━━━ Selected text ━━━
UCLA lecturer Hamilton became concerned several years ago that media treatment of the AIDS crisis was misleading the public about which groups really were at risk. Hamilton conducted a content analysis of articles from the Los Angeles Times, the New York Times and Time and Newsweek magazines. She found that 85% of the magazine articles and 78% of the newspaper articles identified the high-risk group as “homosexuals” or “gays"--which can refer to men or women--rather than specifying homosexual males. In 100% of the headlines she sampled, the inclusive word gay or homosexual was used instead of a gender-specific term.
In Hamilton’s study, college students reported that they believed lesbians were at great risk for the illness “because they’re homosexuals” or “because homosexuality causes AIDS,” Hamilton said.
Contributing to the confusion is the fact that lesbians tend to be a forgotten segment of the population, so that when people hear the word gay, they think of gay men, said Conger. When the Briggs initiative was on the California ballot eight years ago (the measure, sponsored by Sen. John V. Briggs, would have required school boards to dismiss teachers who were gay, or who advocated homosexuality), Southern California Women for Understanding fought against the measure by inviting community leaders to receptions to meet members of the lesbian community before making decisions that would affect them. Conger said the current crisis generated by AIDS hysteria is as great a threat to gay women as the Briggs initiative. Accordingly, her group will be hosting more such gatherings to dispel stereotypes by introducing members of their organization to the public.
Conger’s own story contradicts what she believes is a common stereotype--that a lesbian is motivated primarily by hatred of men. Formerly a schoolteacher and later principal of an elementary school in Devon, Pa., Conger was twice married and has three children. Her daughter, Cathy Keating, 24, lives with her in the South Bay. Conger also has a 22-year-old daughter and a 21-year-old son who live on the East Coast.
When, in the late ‘70s, Conger found herself involved with a married woman, who also had children, “It was very hard because we both had good marriages and had always had good relationships with men,” she said. “It’s just that there was something missing that was there in a relationship with a woman.”
Today, Conger said, her children respect her life style, and her daughter Cathy proudly introduces her mother to friends as director of a lesbian organization.
Conger described the typical member of the 800-member Southern California Women for Understanding as “someone who is looking for--or who is in--a long-term committed relationship. She’s someone who’s career-oriented because she has to be--we’re going to be responsible for ourselves (since marriage probably is not an option).
“We have as much of a cross section in the organization as society does,” Conger said. “We have conservatives and liberals. We have hairdressers, physicians, attorneys, bank clerks, dentists, bus drivers and secretaries.”
In attempting to educate people that gay men and lesbians are two distinct populations with differing life styles, Conger is wary of further dividing the two groups--which have not always understood each other particularly well in the past, she said.
“The climate is changing,” Conger said. “There’s a rising level of homophobia. We (gay men and lesbians) need to stick together.”
━━━ Raw data ━━━
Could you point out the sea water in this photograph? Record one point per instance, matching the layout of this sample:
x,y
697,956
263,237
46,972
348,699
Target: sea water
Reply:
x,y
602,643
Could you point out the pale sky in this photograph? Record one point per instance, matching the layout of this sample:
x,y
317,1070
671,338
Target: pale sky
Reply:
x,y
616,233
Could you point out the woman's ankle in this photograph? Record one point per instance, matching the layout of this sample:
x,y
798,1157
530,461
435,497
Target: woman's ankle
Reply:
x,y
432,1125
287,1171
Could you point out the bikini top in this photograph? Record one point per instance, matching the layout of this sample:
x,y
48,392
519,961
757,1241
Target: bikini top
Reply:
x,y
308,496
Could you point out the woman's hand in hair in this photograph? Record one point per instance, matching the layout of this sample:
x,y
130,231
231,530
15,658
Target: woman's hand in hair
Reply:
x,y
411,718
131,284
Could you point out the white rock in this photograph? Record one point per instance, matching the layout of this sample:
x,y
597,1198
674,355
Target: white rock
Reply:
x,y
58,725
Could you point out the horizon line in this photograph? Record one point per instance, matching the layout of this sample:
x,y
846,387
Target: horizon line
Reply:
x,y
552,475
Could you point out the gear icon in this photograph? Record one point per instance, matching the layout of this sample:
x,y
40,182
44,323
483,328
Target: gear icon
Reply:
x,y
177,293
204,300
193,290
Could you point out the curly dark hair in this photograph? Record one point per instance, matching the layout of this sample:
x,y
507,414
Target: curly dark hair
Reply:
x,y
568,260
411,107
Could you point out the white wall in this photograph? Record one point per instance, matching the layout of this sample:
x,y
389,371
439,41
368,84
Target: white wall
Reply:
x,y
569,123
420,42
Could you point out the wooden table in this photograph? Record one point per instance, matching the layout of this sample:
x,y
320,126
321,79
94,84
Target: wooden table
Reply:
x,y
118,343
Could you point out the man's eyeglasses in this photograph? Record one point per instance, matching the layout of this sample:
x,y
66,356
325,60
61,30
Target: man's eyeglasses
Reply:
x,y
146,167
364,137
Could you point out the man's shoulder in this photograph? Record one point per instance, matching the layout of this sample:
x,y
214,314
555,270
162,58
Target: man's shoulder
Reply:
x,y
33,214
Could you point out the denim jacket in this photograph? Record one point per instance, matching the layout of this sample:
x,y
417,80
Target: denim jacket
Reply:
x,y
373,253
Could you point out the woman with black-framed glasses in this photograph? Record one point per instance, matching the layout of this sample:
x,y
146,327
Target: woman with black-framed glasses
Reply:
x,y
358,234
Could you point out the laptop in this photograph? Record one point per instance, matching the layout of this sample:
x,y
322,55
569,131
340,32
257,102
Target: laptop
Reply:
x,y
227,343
━━━
Exercise - Copy the part of the article on lesbians and the AIDS crisis that opens with the words "When, in the" and closes with "not an option).". The entries play no part in what is asked here.

Result of the exercise -
When, in the late ‘70s, Conger found herself involved with a married woman, who also had children, “It was very hard because we both had good marriages and had always had good relationships with men,” she said. “It’s just that there was something missing that was there in a relationship with a woman.”
Today, Conger said, her children respect her life style, and her daughter Cathy proudly introduces her mother to friends as director of a lesbian organization.
Conger described the typical member of the 800-member Southern California Women for Understanding as “someone who is looking for--or who is in--a long-term committed relationship. She’s someone who’s career-oriented because she has to be--we’re going to be responsible for ourselves (since marriage probably is not an option).